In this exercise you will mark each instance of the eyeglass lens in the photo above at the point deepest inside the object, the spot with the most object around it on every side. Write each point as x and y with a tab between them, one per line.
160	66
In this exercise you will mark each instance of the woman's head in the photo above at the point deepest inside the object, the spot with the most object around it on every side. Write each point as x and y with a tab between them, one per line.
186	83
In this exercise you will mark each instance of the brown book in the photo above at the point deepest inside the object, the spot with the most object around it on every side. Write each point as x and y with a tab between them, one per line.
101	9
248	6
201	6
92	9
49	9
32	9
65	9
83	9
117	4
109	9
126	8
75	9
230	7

■ Brief ■
The required output is every line of the entries, starting at the one that contains "In this exercise you will mark each instance of the brown" and ending at the last, copied exactly.

■ Result below ■
In this exercise you will mark each instance of the brown book in the photo above at the point deepest inside the object, the spot with the most object around it on every side. Write each point as x and y with a tab between them, one per line.
101	9
248	6
201	6
92	9
49	9
32	9
65	9
83	9
117	4
109	9
126	8
75	9
230	7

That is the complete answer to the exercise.